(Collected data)
************

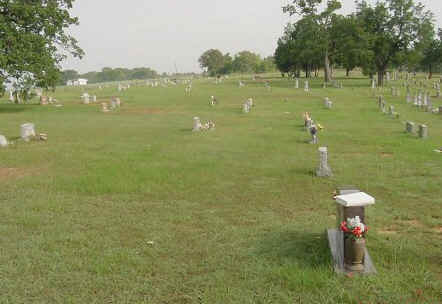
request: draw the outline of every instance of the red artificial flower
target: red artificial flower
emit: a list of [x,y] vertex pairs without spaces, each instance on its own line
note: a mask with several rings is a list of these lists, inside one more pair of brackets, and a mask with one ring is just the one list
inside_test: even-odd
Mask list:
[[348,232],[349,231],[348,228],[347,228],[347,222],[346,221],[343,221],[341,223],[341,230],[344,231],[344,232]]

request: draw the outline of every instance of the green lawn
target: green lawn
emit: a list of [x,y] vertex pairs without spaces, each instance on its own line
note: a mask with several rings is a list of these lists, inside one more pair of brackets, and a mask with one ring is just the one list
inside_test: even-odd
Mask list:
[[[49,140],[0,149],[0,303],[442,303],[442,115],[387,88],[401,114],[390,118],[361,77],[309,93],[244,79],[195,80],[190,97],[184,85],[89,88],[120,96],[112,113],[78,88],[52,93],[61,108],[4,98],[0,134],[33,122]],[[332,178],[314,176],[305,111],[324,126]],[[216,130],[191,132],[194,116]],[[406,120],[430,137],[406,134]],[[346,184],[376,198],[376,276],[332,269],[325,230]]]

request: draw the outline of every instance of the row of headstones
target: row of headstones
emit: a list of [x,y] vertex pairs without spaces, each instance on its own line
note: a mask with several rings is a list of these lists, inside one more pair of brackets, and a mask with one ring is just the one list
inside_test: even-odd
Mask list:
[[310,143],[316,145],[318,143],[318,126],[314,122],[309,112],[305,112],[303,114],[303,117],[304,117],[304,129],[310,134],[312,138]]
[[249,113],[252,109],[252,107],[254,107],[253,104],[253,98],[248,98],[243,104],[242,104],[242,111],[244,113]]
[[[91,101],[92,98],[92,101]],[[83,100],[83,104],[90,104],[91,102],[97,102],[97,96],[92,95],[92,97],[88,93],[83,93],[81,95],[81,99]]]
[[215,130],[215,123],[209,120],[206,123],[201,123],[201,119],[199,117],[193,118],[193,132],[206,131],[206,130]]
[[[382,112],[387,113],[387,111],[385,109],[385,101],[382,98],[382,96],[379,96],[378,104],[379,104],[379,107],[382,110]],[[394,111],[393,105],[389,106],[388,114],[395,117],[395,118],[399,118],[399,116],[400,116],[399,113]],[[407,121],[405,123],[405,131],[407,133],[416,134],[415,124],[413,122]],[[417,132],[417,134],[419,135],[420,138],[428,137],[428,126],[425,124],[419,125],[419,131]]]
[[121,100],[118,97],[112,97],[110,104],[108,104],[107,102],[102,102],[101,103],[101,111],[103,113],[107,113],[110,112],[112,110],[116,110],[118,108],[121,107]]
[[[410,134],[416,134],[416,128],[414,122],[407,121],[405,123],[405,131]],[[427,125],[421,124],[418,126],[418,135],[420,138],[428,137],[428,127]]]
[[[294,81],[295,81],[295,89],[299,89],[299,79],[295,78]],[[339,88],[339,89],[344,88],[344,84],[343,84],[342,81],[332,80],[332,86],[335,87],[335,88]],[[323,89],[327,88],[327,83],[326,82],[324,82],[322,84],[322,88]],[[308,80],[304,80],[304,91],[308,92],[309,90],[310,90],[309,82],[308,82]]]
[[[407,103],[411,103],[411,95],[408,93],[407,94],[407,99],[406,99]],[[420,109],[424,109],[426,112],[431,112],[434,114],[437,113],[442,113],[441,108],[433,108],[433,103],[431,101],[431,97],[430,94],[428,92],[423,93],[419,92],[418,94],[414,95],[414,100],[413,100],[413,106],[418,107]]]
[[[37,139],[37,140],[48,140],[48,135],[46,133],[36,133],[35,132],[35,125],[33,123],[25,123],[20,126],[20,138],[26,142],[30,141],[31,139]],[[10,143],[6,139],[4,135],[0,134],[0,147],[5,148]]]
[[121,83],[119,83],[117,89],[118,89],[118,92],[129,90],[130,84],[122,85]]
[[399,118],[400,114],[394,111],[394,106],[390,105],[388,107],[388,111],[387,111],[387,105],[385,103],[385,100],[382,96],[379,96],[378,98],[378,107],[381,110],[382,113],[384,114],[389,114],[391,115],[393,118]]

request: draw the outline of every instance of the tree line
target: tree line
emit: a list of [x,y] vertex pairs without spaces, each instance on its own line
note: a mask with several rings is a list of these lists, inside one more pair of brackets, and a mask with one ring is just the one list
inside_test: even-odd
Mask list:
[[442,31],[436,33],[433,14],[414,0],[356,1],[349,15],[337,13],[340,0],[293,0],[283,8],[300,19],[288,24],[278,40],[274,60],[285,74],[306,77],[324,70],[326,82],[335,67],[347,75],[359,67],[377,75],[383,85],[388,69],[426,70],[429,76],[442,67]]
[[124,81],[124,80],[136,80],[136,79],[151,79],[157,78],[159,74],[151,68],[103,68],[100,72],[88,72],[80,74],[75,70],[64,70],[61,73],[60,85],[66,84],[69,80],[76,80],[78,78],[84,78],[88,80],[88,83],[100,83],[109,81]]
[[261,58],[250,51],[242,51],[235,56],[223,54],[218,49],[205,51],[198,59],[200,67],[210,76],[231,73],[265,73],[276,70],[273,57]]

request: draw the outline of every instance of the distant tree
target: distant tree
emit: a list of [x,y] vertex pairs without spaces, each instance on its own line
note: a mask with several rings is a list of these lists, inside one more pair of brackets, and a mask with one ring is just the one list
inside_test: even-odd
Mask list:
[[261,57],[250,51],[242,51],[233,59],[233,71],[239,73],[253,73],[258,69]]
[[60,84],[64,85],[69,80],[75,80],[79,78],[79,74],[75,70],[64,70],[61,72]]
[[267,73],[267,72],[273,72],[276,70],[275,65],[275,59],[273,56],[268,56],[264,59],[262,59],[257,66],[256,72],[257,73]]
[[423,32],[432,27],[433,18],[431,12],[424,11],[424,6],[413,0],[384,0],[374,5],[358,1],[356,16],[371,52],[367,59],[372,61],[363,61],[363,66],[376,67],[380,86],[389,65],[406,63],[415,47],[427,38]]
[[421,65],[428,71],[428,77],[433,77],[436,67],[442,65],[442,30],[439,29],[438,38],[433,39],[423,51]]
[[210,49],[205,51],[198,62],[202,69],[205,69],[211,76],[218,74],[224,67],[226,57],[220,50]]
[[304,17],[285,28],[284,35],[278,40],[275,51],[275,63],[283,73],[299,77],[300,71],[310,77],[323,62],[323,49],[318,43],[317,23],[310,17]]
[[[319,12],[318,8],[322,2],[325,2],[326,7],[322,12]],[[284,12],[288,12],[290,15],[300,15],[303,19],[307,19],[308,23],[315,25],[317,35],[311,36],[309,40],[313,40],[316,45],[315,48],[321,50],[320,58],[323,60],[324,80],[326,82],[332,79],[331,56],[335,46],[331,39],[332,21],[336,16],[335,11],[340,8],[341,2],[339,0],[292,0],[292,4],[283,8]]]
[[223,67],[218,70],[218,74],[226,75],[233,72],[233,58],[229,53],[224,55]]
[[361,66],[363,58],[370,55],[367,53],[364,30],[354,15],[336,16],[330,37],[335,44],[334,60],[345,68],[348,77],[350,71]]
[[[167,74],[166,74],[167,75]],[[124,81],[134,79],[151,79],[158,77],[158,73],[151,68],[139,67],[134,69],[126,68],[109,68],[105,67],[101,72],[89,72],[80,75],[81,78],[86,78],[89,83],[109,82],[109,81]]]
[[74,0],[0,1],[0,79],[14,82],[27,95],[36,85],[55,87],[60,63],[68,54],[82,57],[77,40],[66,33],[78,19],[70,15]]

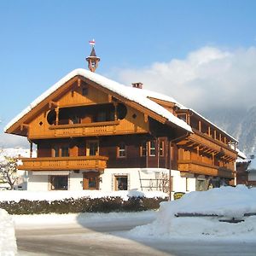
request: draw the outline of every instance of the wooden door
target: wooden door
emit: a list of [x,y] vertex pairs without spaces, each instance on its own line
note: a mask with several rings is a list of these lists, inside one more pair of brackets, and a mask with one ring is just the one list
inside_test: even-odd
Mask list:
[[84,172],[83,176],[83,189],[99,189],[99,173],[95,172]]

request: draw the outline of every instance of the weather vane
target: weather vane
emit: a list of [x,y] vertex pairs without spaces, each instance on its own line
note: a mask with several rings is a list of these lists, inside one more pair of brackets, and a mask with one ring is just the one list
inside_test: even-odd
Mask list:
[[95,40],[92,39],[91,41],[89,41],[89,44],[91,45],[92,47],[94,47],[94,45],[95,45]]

************

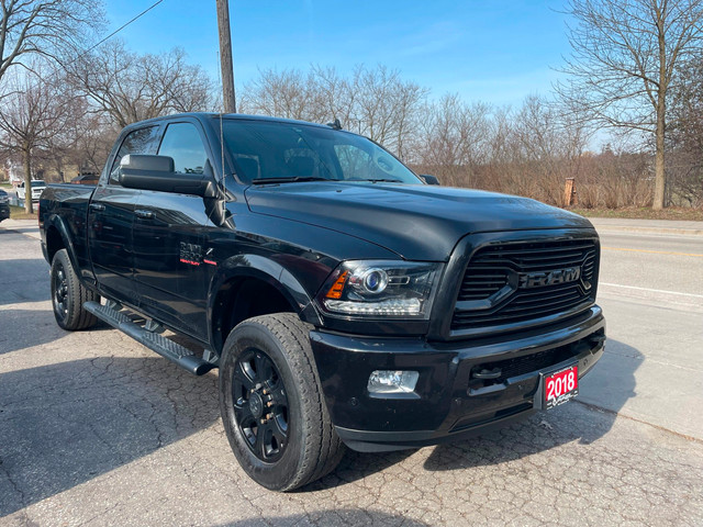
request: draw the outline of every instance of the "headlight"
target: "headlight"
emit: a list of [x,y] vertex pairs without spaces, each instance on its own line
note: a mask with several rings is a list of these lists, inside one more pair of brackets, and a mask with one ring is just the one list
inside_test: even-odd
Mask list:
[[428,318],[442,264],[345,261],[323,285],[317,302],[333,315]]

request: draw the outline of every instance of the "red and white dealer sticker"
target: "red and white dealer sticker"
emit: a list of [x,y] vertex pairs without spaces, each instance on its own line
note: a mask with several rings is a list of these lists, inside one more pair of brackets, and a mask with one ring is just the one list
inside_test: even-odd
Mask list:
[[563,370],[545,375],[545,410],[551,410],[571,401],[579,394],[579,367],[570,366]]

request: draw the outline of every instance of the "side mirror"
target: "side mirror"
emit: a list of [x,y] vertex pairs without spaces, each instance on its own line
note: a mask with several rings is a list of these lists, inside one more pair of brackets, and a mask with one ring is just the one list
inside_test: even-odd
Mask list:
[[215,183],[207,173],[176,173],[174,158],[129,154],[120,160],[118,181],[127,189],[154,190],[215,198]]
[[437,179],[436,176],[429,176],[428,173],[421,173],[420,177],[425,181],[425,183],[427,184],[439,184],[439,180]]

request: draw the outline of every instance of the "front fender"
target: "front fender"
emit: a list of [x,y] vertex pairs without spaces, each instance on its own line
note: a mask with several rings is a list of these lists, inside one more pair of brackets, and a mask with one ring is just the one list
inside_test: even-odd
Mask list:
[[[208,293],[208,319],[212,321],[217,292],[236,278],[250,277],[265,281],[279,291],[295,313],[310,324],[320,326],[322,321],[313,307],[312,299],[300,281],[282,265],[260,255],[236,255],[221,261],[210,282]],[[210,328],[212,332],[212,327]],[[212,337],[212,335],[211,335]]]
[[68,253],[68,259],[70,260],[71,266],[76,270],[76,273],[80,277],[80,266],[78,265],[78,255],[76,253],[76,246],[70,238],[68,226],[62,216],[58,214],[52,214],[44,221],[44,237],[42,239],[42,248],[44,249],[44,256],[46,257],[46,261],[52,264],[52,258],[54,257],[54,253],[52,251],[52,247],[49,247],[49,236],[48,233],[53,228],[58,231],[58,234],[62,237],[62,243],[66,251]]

************

> [Problem statement]: Show every line in the listing above that contains the word "weather", treating uppercase and lowercase as different.

> [Reply]:
request: draw the outline of every instance of the weather vane
target: weather vane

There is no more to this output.